____ LISTING

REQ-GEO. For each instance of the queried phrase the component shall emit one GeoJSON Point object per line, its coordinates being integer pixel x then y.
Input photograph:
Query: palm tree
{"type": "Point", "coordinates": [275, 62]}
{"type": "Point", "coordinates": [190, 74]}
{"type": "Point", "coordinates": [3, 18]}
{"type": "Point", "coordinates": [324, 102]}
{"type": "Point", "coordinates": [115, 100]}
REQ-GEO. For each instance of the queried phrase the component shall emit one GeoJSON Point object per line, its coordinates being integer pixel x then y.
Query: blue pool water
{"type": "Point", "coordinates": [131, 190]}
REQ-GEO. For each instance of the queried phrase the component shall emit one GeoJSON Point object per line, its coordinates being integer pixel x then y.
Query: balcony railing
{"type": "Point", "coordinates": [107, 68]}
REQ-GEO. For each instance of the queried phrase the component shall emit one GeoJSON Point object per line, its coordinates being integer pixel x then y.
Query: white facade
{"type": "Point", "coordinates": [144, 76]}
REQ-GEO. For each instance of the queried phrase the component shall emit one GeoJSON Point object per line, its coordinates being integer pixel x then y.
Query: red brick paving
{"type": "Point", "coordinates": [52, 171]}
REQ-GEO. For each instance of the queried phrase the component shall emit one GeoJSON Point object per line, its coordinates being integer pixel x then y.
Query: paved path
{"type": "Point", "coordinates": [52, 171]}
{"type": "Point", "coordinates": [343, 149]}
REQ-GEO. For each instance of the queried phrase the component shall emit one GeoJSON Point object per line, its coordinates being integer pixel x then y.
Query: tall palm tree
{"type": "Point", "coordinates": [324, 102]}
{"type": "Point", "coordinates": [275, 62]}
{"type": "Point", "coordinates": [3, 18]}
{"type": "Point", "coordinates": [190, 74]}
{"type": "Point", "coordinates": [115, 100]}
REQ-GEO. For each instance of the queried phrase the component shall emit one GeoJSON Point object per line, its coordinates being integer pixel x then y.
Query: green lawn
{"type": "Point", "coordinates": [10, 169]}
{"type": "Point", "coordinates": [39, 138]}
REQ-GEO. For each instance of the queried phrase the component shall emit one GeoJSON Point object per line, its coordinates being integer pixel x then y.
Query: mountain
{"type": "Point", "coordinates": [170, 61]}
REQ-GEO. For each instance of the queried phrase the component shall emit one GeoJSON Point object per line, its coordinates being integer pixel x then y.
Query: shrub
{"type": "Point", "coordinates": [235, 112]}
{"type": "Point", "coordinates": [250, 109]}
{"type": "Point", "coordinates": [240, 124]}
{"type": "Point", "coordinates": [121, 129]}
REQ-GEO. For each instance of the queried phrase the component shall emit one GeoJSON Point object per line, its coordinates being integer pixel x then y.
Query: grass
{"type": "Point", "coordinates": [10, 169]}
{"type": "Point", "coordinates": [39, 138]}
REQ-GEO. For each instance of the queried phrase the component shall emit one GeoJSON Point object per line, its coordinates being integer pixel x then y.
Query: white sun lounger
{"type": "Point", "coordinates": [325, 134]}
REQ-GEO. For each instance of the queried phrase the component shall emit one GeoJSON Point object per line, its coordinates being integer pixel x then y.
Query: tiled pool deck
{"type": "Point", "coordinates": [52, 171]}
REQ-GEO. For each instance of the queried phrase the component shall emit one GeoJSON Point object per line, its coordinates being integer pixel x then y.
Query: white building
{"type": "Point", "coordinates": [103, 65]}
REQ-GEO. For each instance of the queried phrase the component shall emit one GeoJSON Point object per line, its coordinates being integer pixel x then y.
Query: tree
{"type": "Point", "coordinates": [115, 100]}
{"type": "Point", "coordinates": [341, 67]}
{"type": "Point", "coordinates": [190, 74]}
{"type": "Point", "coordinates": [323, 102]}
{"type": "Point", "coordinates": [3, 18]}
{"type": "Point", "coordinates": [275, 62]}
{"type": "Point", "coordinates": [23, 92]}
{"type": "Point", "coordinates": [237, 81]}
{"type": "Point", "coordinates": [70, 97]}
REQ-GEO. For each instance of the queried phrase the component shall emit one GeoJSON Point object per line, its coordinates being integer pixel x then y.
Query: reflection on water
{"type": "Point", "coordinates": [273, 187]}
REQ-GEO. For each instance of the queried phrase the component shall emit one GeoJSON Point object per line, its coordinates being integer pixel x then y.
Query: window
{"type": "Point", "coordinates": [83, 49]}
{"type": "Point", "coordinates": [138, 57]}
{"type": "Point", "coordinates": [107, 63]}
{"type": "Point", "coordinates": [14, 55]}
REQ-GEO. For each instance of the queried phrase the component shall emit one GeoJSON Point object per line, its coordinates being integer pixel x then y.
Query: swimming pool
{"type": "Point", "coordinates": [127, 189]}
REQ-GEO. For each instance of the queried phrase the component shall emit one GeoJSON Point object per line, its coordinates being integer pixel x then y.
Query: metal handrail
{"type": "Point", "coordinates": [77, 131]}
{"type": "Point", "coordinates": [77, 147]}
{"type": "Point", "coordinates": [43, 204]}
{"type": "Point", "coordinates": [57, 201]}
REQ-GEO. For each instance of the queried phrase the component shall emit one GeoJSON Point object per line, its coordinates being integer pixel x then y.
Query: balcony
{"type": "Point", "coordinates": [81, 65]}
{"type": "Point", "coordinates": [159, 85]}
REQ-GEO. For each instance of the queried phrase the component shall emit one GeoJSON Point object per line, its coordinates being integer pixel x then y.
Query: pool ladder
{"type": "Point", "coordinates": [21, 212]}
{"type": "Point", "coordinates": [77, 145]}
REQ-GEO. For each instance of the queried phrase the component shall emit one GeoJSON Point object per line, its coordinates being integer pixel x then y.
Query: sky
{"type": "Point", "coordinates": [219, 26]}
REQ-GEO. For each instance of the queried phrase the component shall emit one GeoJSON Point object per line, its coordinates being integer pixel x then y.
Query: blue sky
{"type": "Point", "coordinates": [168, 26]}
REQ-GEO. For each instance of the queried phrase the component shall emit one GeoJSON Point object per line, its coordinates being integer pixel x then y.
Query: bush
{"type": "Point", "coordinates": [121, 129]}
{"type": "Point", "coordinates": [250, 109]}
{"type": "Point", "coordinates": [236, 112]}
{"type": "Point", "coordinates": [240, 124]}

________

YOUR GOAL:
Filter the entries above to keep only the lines that contain the string "pool", and copy each of those lines in full. Case counts.

RESPONSE BELOW:
Query: blue pool water
Query: tiled pool deck
Query: swimming pool
Query: pool ladder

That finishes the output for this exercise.